◆ **Given task**: Put every one of the rows below into a Markdown table with two columns, Row and Line: number each row and leave out blank lines.

◆ **Working data**:
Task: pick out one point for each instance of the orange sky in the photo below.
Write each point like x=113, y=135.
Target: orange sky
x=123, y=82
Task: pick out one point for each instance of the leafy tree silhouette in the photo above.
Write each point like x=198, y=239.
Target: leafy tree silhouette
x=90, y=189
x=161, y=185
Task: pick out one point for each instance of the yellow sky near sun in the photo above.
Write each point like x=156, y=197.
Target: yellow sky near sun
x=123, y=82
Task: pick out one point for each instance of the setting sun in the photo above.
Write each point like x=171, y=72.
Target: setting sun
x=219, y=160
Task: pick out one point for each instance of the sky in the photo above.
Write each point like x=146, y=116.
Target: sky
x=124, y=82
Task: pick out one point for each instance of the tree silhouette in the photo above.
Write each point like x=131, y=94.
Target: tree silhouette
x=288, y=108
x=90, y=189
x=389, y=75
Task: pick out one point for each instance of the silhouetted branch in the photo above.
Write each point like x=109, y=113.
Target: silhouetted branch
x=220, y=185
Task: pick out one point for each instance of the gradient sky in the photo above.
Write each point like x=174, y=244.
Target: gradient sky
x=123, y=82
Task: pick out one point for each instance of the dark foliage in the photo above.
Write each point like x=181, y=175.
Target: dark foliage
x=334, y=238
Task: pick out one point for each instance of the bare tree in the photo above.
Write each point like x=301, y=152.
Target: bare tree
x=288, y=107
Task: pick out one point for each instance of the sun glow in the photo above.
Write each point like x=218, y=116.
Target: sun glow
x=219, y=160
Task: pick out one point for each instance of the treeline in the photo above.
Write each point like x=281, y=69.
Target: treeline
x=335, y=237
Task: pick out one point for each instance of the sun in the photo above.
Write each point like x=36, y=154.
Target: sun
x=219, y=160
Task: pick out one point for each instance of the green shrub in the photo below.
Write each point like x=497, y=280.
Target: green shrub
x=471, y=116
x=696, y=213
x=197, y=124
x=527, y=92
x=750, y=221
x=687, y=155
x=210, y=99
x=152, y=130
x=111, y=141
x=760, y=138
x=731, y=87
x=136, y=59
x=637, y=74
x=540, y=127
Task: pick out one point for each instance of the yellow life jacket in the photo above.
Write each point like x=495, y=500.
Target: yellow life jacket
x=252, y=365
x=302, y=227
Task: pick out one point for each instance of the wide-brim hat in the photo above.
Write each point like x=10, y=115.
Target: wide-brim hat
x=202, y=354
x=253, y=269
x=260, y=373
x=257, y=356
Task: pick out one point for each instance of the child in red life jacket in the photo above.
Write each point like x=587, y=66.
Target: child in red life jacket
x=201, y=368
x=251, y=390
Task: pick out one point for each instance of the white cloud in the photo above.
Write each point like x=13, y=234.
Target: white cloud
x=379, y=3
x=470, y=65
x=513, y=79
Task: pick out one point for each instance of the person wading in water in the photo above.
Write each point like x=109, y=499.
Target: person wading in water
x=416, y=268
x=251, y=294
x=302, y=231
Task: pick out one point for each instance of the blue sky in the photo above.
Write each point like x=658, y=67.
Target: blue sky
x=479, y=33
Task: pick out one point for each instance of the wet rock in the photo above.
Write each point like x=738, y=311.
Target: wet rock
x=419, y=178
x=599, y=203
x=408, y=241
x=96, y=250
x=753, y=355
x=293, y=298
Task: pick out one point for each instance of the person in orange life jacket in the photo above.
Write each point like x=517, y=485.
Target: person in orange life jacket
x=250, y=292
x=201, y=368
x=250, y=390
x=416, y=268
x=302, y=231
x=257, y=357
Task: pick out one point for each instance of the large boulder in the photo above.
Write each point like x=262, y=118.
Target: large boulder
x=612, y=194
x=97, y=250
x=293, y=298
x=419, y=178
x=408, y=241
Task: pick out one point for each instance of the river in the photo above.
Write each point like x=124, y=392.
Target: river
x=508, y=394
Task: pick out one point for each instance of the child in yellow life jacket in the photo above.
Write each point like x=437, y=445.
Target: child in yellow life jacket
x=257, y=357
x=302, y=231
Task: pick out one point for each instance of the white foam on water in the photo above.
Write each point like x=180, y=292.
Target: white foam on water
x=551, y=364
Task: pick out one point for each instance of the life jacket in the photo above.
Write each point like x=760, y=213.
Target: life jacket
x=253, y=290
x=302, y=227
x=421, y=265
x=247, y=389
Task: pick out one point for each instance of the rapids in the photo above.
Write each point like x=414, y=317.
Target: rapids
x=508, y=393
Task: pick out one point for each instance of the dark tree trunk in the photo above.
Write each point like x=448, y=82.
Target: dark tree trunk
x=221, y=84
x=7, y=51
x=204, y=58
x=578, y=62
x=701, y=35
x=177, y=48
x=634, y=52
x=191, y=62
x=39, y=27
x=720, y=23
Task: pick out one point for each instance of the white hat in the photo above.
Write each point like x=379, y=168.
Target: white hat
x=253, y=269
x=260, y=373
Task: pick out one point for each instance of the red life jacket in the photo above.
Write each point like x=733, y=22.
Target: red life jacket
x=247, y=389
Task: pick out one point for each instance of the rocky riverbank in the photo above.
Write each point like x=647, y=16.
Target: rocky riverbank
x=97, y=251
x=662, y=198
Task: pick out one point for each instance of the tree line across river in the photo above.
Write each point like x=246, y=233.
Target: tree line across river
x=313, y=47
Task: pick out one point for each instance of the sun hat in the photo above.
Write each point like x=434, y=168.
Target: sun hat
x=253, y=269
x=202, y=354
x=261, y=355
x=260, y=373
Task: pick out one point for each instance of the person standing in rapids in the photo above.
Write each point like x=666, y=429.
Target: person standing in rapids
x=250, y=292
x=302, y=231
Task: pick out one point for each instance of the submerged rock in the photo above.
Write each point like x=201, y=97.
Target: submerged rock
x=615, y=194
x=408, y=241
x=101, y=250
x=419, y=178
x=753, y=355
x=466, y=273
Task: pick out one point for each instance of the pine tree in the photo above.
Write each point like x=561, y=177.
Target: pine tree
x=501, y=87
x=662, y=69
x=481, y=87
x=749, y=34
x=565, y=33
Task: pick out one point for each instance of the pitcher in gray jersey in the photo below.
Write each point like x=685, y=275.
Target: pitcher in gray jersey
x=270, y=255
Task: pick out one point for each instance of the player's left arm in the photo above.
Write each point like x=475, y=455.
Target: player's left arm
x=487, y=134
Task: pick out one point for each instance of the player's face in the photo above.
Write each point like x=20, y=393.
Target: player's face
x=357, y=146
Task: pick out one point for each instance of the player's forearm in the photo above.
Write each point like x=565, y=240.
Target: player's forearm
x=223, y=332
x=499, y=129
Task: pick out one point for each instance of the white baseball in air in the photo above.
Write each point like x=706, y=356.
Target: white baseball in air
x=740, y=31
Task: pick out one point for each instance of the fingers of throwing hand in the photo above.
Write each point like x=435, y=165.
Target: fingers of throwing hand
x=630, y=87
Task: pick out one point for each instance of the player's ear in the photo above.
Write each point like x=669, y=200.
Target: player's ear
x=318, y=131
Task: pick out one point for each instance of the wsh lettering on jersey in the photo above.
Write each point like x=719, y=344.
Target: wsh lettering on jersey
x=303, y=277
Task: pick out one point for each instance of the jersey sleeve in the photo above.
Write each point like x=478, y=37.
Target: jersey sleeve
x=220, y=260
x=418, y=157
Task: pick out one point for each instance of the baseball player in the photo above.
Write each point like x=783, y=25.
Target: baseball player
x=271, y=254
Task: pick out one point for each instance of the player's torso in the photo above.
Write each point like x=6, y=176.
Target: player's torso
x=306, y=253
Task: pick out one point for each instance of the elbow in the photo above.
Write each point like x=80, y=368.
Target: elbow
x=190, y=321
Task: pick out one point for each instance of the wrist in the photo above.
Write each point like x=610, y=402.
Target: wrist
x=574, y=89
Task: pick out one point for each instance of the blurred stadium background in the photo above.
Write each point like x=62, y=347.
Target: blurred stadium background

◆ **The reply**:
| Row | Line |
|---|---|
| 1 | Task: pick out one point for each instance of the orange sky in the photo below. |
| 2 | Write each point like x=113, y=135. |
| 3 | Target: orange sky |
| 4 | x=123, y=82 |
| 5 | Task: pick out one point for each instance of the leafy tree silhouette in the photo above. |
| 6 | Write each point like x=198, y=239. |
| 7 | Target: leafy tree silhouette |
| 8 | x=90, y=189 |
| 9 | x=161, y=185 |
| 10 | Task: pick out one point for each instance of the yellow sky near sun in the photo above. |
| 11 | Write each point like x=156, y=197. |
| 12 | Target: yellow sky near sun |
| 13 | x=123, y=82 |
| 14 | Task: pick out one point for each instance of the setting sun in the photo above. |
| 15 | Write each point like x=171, y=72. |
| 16 | Target: setting sun |
| 17 | x=219, y=160 |
| 18 | Task: pick out one point for each instance of the sky in the photo above. |
| 19 | Write each point like x=146, y=116. |
| 20 | Target: sky |
| 21 | x=124, y=82 |
| 22 | Task: pick out one point for each instance of the tree silhouette in the photo above. |
| 23 | Write each point like x=131, y=94. |
| 24 | Target: tree silhouette |
| 25 | x=288, y=108 |
| 26 | x=90, y=189 |
| 27 | x=389, y=75 |
| 28 | Task: pick out one point for each instance of the silhouetted branch in the photo above. |
| 29 | Write each point like x=109, y=113. |
| 30 | Target: silhouetted branch |
| 31 | x=220, y=185 |
| 32 | Task: pick out one point for each instance of the gradient sky in the photo above. |
| 33 | Write each point like x=174, y=244. |
| 34 | Target: gradient sky |
| 35 | x=123, y=82 |
| 36 | Task: pick out one point for each instance of the dark foliage in the photo above. |
| 37 | Write each point like x=181, y=175. |
| 38 | Target: dark foliage |
| 39 | x=334, y=238 |
| 40 | Task: pick out one point for each instance of the bare tree in the photo above. |
| 41 | Write each point like x=301, y=152. |
| 42 | Target: bare tree |
| 43 | x=288, y=107 |
| 44 | Task: pick out one point for each instance of the sun glow in the photo above. |
| 45 | Write each point like x=218, y=116. |
| 46 | Target: sun glow |
| 47 | x=219, y=160 |
| 48 | Task: pick out one point for each instance of the treeline in the photo above. |
| 49 | Write each point like x=281, y=69. |
| 50 | Target: treeline |
| 51 | x=335, y=237 |
| 52 | Task: pick out one point for each instance of the sun in the photo above. |
| 53 | Write each point like x=36, y=154. |
| 54 | Target: sun |
| 55 | x=219, y=160 |
| 56 | Task: pick out one point for each instance of the green shrub in the photo below. |
| 57 | Write each point like x=497, y=280. |
| 58 | Target: green shrub |
| 59 | x=471, y=116 |
| 60 | x=696, y=213 |
| 61 | x=197, y=124 |
| 62 | x=527, y=92 |
| 63 | x=750, y=221 |
| 64 | x=687, y=155 |
| 65 | x=210, y=99 |
| 66 | x=152, y=130 |
| 67 | x=111, y=141 |
| 68 | x=760, y=138 |
| 69 | x=731, y=87 |
| 70 | x=136, y=59 |
| 71 | x=637, y=74 |
| 72 | x=540, y=127 |
| 73 | Task: pick out one point for each instance of the yellow life jacket in the photo above. |
| 74 | Write each point like x=495, y=500. |
| 75 | Target: yellow life jacket |
| 76 | x=252, y=365 |
| 77 | x=302, y=227 |
| 78 | Task: pick out one point for each instance of the wide-brim hat in the photo above. |
| 79 | Write each point like x=10, y=115. |
| 80 | Target: wide-brim hat |
| 81 | x=202, y=354 |
| 82 | x=253, y=269 |
| 83 | x=260, y=373 |
| 84 | x=257, y=356 |
| 85 | Task: pick out one point for each instance of the child in red life jacket in the photo above. |
| 86 | Write each point like x=587, y=66. |
| 87 | Target: child in red life jacket |
| 88 | x=201, y=368 |
| 89 | x=251, y=390 |
| 90 | Task: pick out one point for each instance of the white cloud in the photo above. |
| 91 | Write each point like x=13, y=234. |
| 92 | Target: white cloud |
| 93 | x=379, y=3 |
| 94 | x=470, y=65 |
| 95 | x=513, y=79 |
| 96 | Task: pick out one point for each instance of the person wading in water in the photo above. |
| 97 | Write each point like x=109, y=499. |
| 98 | Target: person wading in water |
| 99 | x=416, y=268 |
| 100 | x=251, y=294 |
| 101 | x=302, y=231 |
| 102 | Task: pick out one point for each instance of the blue sky in the photo above. |
| 103 | Write each point like x=658, y=67. |
| 104 | Target: blue sky |
| 105 | x=479, y=33 |
| 106 | Task: pick out one point for each instance of the wet rock in the photo above. |
| 107 | Write each point like x=738, y=311. |
| 108 | Target: wet rock |
| 109 | x=419, y=178 |
| 110 | x=599, y=203 |
| 111 | x=408, y=241 |
| 112 | x=96, y=250 |
| 113 | x=753, y=355 |
| 114 | x=293, y=298 |
| 115 | Task: pick out one point for each instance of the person in orange life jacket in the photo above. |
| 116 | Write each point like x=517, y=485. |
| 117 | Target: person in orange life jacket |
| 118 | x=250, y=292 |
| 119 | x=201, y=368 |
| 120 | x=250, y=390 |
| 121 | x=416, y=268 |
| 122 | x=302, y=231 |
| 123 | x=257, y=357 |
| 124 | Task: pick out one point for each instance of the large boulder in the photo above. |
| 125 | Write each point like x=262, y=118. |
| 126 | Target: large boulder |
| 127 | x=612, y=194 |
| 128 | x=97, y=250 |
| 129 | x=293, y=298 |
| 130 | x=419, y=178 |
| 131 | x=408, y=241 |
| 132 | Task: pick out one point for each instance of the river in the photo above. |
| 133 | Write each point like x=124, y=392. |
| 134 | Target: river |
| 135 | x=508, y=394 |
| 136 | Task: pick out one point for each instance of the child in yellow life jacket in the photo above. |
| 137 | Write each point like x=437, y=445. |
| 138 | Target: child in yellow life jacket |
| 139 | x=257, y=357 |
| 140 | x=302, y=231 |
| 141 | Task: pick out one point for each instance of the white foam on water in the photo above. |
| 142 | Write each point like x=180, y=292. |
| 143 | Target: white foam on water |
| 144 | x=551, y=364 |
| 145 | Task: pick out one point for each instance of the life jacket in the photo above. |
| 146 | Write each point like x=760, y=213. |
| 147 | Target: life jacket |
| 148 | x=253, y=290 |
| 149 | x=302, y=227 |
| 150 | x=421, y=265 |
| 151 | x=247, y=389 |
| 152 | Task: pick out one point for each instance of the rapids in the photo above. |
| 153 | Write each point like x=414, y=317. |
| 154 | Target: rapids |
| 155 | x=508, y=393 |
| 156 | Task: pick out one point for each instance of the dark tree trunk in the photo above. |
| 157 | Write each point like x=448, y=82. |
| 158 | Target: dark tree trunk |
| 159 | x=221, y=84 |
| 160 | x=7, y=51 |
| 161 | x=204, y=58 |
| 162 | x=578, y=62 |
| 163 | x=701, y=35 |
| 164 | x=177, y=48 |
| 165 | x=634, y=52 |
| 166 | x=191, y=62 |
| 167 | x=39, y=27 |
| 168 | x=720, y=23 |
| 169 | Task: pick out one point for each instance of the white hat in the photo above. |
| 170 | Write each point like x=379, y=168. |
| 171 | Target: white hat |
| 172 | x=253, y=269 |
| 173 | x=260, y=373 |
| 174 | Task: pick out one point for each instance of the red life jacket in the photo above. |
| 175 | Write each point like x=733, y=22. |
| 176 | Target: red life jacket |
| 177 | x=247, y=389 |
| 178 | Task: pick out one point for each instance of the rocky riverbank in the photo above. |
| 179 | Write each point like x=647, y=16. |
| 180 | Target: rocky riverbank |
| 181 | x=97, y=251 |
| 182 | x=662, y=198 |
| 183 | Task: pick out one point for each instance of the tree line across river in the photo above. |
| 184 | Write each point like x=246, y=233. |
| 185 | Target: tree line across river |
| 186 | x=313, y=47 |
| 187 | Task: pick out one point for each instance of the sun hat in the photo above. |
| 188 | Write each point like x=434, y=168. |
| 189 | Target: sun hat |
| 190 | x=253, y=269 |
| 191 | x=202, y=354 |
| 192 | x=261, y=355 |
| 193 | x=260, y=373 |
| 194 | Task: pick out one point for each instance of the person standing in rapids in the photo above. |
| 195 | Write each point like x=666, y=429. |
| 196 | Target: person standing in rapids |
| 197 | x=250, y=292 |
| 198 | x=302, y=231 |
| 199 | Task: pick out one point for each instance of the submerged rock in the photo above. |
| 200 | Write each point like x=201, y=97. |
| 201 | Target: submerged rock |
| 202 | x=615, y=194 |
| 203 | x=408, y=241 |
| 204 | x=101, y=250 |
| 205 | x=419, y=178 |
| 206 | x=753, y=355 |
| 207 | x=466, y=273 |
| 208 | Task: pick out one point for each instance of the pine tree in the photo above. |
| 209 | Write each point like x=561, y=177. |
| 210 | Target: pine tree |
| 211 | x=501, y=87 |
| 212 | x=662, y=69 |
| 213 | x=481, y=87 |
| 214 | x=749, y=34 |
| 215 | x=565, y=33 |
| 216 | Task: pick out one point for each instance of the pitcher in gray jersey in the photo below. |
| 217 | Write each point like x=685, y=275. |
| 218 | Target: pitcher in gray jersey |
| 219 | x=270, y=255 |
| 220 | Task: pick out one point for each instance of the player's left arm in the photo above. |
| 221 | Write each point like x=475, y=455. |
| 222 | Target: player's left arm |
| 223 | x=487, y=134 |
| 224 | Task: pick out one point for each instance of the player's face in the photo above. |
| 225 | Write each point like x=20, y=393. |
| 226 | Target: player's face |
| 227 | x=357, y=146 |
| 228 | Task: pick out one point for each instance of the player's forearm in the photo above. |
| 229 | Write each point like x=565, y=240. |
| 230 | Target: player's forearm |
| 231 | x=223, y=332 |
| 232 | x=499, y=129 |
| 233 | Task: pick out one point for each instance of the white baseball in air in the photo above. |
| 234 | Write each point like x=706, y=356. |
| 235 | Target: white baseball in air |
| 236 | x=740, y=31 |
| 237 | Task: pick out one point for each instance of the fingers of throwing hand in the photo above. |
| 238 | Write each point like x=435, y=165. |
| 239 | Target: fingers of throwing hand |
| 240 | x=630, y=87 |
| 241 | Task: pick out one point for each instance of the player's ear in the photo above. |
| 242 | Write each point like x=669, y=200. |
| 243 | Target: player's ear |
| 244 | x=318, y=131 |
| 245 | Task: pick out one point for each instance of the wsh lettering on jersey in the photo above. |
| 246 | Write each point like x=719, y=344. |
| 247 | Target: wsh lettering on jersey |
| 248 | x=303, y=277 |
| 249 | Task: pick out one point for each instance of the jersey sleeve in the photo above. |
| 250 | Write each point like x=478, y=37. |
| 251 | Target: jersey sleeve |
| 252 | x=220, y=260 |
| 253 | x=418, y=157 |
| 254 | Task: pick out one point for each instance of the baseball player in the photo above. |
| 255 | Write each point like x=783, y=25. |
| 256 | Target: baseball player |
| 257 | x=271, y=254 |
| 258 | Task: pick out one point for each instance of the player's torso in the photo above. |
| 259 | Write each point like x=6, y=176. |
| 260 | Target: player's torso |
| 261 | x=306, y=253 |
| 262 | Task: pick out one point for each instance of the elbow in the photo above. |
| 263 | Write each point like x=80, y=368. |
| 264 | Target: elbow |
| 265 | x=190, y=321 |
| 266 | Task: pick out one point for each instance of the wrist in the photo above. |
| 267 | Write each point like x=610, y=402. |
| 268 | Target: wrist |
| 269 | x=574, y=89 |
| 270 | Task: pick out one point for each instance of the blurred stadium background in the photo above. |
| 271 | Write each point like x=62, y=347. |
| 272 | Target: blurred stadium background |